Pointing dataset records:
......

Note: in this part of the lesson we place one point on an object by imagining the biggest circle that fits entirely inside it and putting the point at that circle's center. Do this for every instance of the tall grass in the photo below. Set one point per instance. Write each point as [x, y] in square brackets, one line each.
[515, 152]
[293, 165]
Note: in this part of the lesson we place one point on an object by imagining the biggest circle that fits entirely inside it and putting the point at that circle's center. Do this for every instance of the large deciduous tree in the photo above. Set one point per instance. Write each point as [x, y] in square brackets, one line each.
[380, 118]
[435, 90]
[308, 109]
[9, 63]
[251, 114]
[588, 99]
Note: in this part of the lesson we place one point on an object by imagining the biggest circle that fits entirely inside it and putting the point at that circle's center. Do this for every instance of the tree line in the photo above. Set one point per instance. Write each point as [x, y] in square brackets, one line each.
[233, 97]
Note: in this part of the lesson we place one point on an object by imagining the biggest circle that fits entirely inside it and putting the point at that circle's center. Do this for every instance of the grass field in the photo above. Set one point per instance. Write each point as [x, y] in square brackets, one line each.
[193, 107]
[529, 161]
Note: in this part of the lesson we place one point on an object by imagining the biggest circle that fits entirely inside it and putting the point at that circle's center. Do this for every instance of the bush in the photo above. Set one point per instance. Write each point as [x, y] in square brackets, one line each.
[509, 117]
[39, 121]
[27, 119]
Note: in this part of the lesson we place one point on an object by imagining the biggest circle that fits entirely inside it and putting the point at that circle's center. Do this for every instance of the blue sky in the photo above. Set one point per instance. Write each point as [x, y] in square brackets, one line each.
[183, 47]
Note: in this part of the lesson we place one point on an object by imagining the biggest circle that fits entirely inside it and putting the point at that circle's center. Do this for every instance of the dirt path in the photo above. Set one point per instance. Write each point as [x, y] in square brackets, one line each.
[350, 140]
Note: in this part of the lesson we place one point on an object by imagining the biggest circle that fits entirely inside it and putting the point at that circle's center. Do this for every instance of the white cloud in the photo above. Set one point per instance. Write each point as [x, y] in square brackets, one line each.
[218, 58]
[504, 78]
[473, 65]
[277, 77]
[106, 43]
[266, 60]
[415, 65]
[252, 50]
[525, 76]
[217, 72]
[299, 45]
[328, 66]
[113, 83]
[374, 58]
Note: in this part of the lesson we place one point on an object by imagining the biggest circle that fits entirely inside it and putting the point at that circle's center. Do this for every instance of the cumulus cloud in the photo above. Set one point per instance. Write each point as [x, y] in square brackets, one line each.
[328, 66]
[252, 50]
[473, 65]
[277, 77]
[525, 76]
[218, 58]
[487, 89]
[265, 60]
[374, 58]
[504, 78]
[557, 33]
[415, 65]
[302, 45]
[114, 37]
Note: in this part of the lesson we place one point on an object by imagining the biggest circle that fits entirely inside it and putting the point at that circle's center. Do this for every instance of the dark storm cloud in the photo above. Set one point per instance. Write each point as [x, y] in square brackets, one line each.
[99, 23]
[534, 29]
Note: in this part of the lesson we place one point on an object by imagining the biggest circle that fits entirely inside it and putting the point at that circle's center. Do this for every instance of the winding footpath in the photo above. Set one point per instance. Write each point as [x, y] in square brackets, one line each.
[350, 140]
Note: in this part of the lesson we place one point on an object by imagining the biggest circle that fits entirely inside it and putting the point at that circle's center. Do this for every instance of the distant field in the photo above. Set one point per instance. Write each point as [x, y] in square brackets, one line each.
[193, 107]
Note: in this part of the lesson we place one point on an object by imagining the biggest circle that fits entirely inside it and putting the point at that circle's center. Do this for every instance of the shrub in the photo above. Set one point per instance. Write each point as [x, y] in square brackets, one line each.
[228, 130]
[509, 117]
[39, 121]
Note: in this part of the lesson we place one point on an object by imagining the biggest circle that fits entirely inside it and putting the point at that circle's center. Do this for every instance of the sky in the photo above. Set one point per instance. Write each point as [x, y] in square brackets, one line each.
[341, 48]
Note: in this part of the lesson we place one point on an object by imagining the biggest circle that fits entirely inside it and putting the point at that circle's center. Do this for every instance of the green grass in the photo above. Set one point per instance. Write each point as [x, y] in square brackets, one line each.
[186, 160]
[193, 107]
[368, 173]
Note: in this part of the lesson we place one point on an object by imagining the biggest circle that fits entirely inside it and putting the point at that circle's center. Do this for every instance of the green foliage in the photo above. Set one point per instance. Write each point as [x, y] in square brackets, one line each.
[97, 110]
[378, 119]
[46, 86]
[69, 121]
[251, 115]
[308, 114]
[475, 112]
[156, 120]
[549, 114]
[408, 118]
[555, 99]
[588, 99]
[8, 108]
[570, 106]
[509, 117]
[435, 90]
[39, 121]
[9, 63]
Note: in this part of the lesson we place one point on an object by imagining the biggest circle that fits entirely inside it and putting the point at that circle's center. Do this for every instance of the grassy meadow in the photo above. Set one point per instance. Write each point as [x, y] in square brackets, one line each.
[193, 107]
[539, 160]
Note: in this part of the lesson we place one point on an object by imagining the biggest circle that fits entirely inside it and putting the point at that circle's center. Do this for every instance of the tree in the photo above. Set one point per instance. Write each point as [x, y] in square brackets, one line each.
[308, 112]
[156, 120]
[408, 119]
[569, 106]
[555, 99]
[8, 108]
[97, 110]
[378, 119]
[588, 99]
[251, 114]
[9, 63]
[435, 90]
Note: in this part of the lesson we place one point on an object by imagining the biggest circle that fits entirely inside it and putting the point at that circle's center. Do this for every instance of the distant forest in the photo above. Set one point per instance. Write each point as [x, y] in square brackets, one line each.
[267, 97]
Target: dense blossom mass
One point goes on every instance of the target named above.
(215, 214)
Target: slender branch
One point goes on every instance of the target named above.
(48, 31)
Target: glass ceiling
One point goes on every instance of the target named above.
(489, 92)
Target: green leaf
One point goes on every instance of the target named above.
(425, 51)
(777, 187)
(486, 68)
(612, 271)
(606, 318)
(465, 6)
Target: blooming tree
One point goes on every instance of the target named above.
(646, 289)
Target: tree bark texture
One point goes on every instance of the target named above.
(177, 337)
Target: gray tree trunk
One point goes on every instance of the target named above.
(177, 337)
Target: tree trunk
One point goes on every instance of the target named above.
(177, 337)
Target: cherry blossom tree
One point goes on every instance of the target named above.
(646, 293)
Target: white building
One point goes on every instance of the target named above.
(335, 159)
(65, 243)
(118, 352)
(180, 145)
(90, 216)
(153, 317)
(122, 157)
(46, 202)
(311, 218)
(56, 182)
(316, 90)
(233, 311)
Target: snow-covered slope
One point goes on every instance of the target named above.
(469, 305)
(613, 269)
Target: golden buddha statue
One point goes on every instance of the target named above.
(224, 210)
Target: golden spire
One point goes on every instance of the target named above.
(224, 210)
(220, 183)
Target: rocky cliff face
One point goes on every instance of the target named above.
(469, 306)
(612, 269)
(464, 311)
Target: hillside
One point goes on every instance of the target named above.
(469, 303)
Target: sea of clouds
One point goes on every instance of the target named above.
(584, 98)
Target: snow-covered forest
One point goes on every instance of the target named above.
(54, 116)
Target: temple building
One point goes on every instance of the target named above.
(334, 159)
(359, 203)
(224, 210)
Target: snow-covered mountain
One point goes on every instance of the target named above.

......

Repeat every record, exactly as written.

Note: in this part of the lesson we place one point on an object by imagining the biggest circle that fits entirely inside it and putting the point at that circle's center. Do this for every instance of the tall grass in the photo below. Set one point per instance. Write each point as [x, y] in square brackets, one line each.
[515, 152]
[293, 165]
Note: in this part of the lesson we place one point on an object by imagining the biggest circle that fits entirely inside it and putting the point at that circle's center. Do this for every instance of the large deciduous tree in the photo above. Set one point per instance. Write each point as [x, y] in square brackets, one line each.
[380, 118]
[435, 90]
[308, 109]
[9, 63]
[251, 114]
[588, 99]
Note: in this part of the lesson we place one point on an object by imagining the biggest circle that fits entirely inside it and putting the point at that circle's center. Do this for every instance of the tree line in the photo above. Set one point per instance. Write each point as [x, y] in square brackets, one line each.
[233, 97]
Note: in this part of the lesson we place one point on an object by imagining the biggest circle that fits entirely inside it and putting the point at that circle's center. Do this for every instance of the grass field in the photo above. Set one point per instance. Write each point as [x, y] in square brackets, one line each.
[193, 107]
[529, 161]
Note: in this part of the lesson we place one point on an object by imagining the biggest circle that fits entirely inside it and putting the point at that circle's center. Do this for every instance of the bush in the photo above. Set one point per instance. Write each point as [x, y] in square brackets, one line each.
[509, 117]
[39, 121]
[27, 119]
Note: in this part of the lesson we place one point on an object by imagining the biggest circle that fits entirely inside it and putting the point at that circle's center. Do this for every instance of the blue sky in the photo above. Set one point per instance. Write each point as [x, y] in square brackets, one line each.
[183, 47]
Note: in this part of the lesson we place one point on an object by imagining the biggest circle that fits entirely inside it and putting the point at that circle's center. Do this for every instance of the dirt path in the photo above. Set one point per instance. Write each point as [x, y] in square brackets, one line each.
[350, 140]
Note: in this part of the lesson we place one point on an object by imagining the biggest circle that fits entirely inside it and putting the point at that circle's center. Do this for every instance of the white cloud in the photo above. Set one point per instance. Write each point as [x, y] in square brackets, one line each.
[218, 58]
[504, 78]
[473, 65]
[277, 77]
[106, 43]
[266, 60]
[415, 65]
[252, 50]
[525, 76]
[217, 72]
[299, 45]
[328, 66]
[113, 83]
[374, 58]
Note: in this part of the lesson we place one point on an object by imagining the biggest circle that fits entirely inside it and putting the point at that circle's center. Do this for every instance of the cumulus cloud in the photo above. Set one point per instance. Write each point as [x, y] in square brackets, one line each.
[328, 66]
[252, 50]
[473, 65]
[277, 77]
[525, 76]
[218, 58]
[487, 89]
[265, 60]
[374, 58]
[504, 78]
[557, 33]
[415, 65]
[302, 45]
[114, 37]
Note: in this part of the lesson we place one point on an object by imagining the biggest circle that fits entirely inside it and putting the point at that circle's center. Do this for every instance of the dark storm cloud in the photo above. Set one point per instance. Write each point as [x, y] in square brackets, one line each.
[99, 23]
[534, 29]
Note: in this part of the lesson we place one point on an object by imagining the biggest circle that fits entirely inside it and putting the point at that circle's center. Do this for every instance of the winding footpath in the photo above. Set one point per instance. Write each point as [x, y] in square brackets, one line each.
[350, 140]
Note: in this part of the lesson we place one point on an object by imagining the biggest circle that fits entirely inside it and putting the point at that circle's center. Do this for every instance of the distant field in the photo above. Set one point per instance. Write each point as [x, y] in square brackets, one line each.
[193, 107]
Note: in this part of the lesson we place one point on an object by imagining the biggest circle that fits entirely inside it and putting the point at that circle's center. Do this for every instance of the shrub in the photo above. Set one point per instance. Write each point as [x, y] in square brackets, one line each.
[228, 130]
[509, 117]
[39, 121]
Note: in this part of the lesson we place one point on an object by imagining the biggest circle that fits entirely inside it and putting the point at that circle's center. Do this for every instance of the sky in the photo above. Set one point per instance. Write each point as [x, y] in square brackets, one line each.
[341, 48]
Note: in this part of the lesson we place one point on an object by imagining the biggest circle that fits entirely inside it and putting the point at that circle's center. Do this for every instance of the green grass in the photo above. Set one point per instance. Write each point as [x, y] in square brackets, one line each.
[186, 160]
[193, 107]
[368, 173]
Note: in this part of the lesson we place one point on an object by imagining the biggest circle that fits entirely inside it and putting the point at that circle's center. Do this for every instance of the green foliage in the photo above. Set one point per instance. Write each point as [x, y] in square brackets, one line each.
[97, 110]
[378, 119]
[46, 86]
[69, 121]
[251, 115]
[308, 114]
[475, 112]
[156, 120]
[549, 114]
[408, 118]
[555, 99]
[588, 99]
[8, 108]
[570, 106]
[509, 117]
[435, 90]
[39, 121]
[9, 63]
Note: in this part of the lesson we place one point on an object by imagining the biggest circle that fits entirely inside it and putting the point at that circle's center. Do this for every instance of the grassy meadow in the photo above. Set one point per instance. Write each point as [x, y] in square brackets, one line each.
[193, 107]
[539, 160]
Note: in this part of the lesson we place one point on an object by imagining the biggest circle that fits entirely inside it and putting the point at that circle's center. Do this for every instance of the tree in the photo above. Set one point per instance. Write each point as [x, y] in square brackets, one line each.
[308, 112]
[156, 120]
[408, 119]
[569, 106]
[555, 99]
[8, 108]
[97, 110]
[378, 119]
[588, 99]
[251, 114]
[9, 63]
[435, 90]
Note: in this part of the lesson we place one point on an object by imagining the biggest circle that fits entirely inside it and putting the point at that circle's center. Do this for every instance of the distant forest in the photo above. Set one point per instance. Write each point as [x, y] in square brackets, one line each.
[267, 97]
Target: dense blossom mass
One point goes on every instance of the target named above.
(215, 214)
Target: slender branch
One point goes on every instance of the target named above.
(48, 31)
Target: glass ceiling
One point goes on every instance of the target named above.
(489, 92)
Target: green leaf
One point goes on every instance of the target named above.
(425, 51)
(777, 187)
(486, 68)
(612, 271)
(606, 318)
(465, 6)
Target: blooming tree
One point goes on every instance of the target named above.
(646, 289)
Target: tree bark texture
One point goes on every instance of the target named above.
(177, 337)
Target: gray tree trunk
One point goes on every instance of the target named above.
(177, 337)
Target: tree trunk
One point goes on every instance of the target named above.
(177, 337)
Target: cherry blossom tree
One point goes on every instance of the target named above.
(646, 293)
Target: white building
One point goes on every instance of the target named above.
(335, 159)
(65, 243)
(118, 352)
(180, 145)
(90, 216)
(153, 317)
(122, 157)
(46, 202)
(311, 218)
(56, 182)
(316, 90)
(233, 311)
Target: snow-covered slope
One point goes on every instance of the target named above.
(469, 305)
(613, 269)
Target: golden buddha statue
One point goes on every instance of the target named above.
(224, 210)
Target: golden spire
One point goes on every instance of the target named above.
(224, 210)
(220, 183)
Target: rocky cliff face
One point goes on every instance of the target named above.
(469, 306)
(612, 269)
(464, 311)
Target: hillside
One point goes on every instance of the target named above.
(469, 303)
Target: sea of clouds
One point goes on every instance of the target named above.
(584, 98)
Target: snow-covered forest
One point goes on every instance of the target named above.
(54, 116)
Target: temple building
One point goes on every instance of the target named above.
(334, 159)
(359, 203)
(224, 210)
Target: snow-covered mountain
One point goes on every instance of the target named above.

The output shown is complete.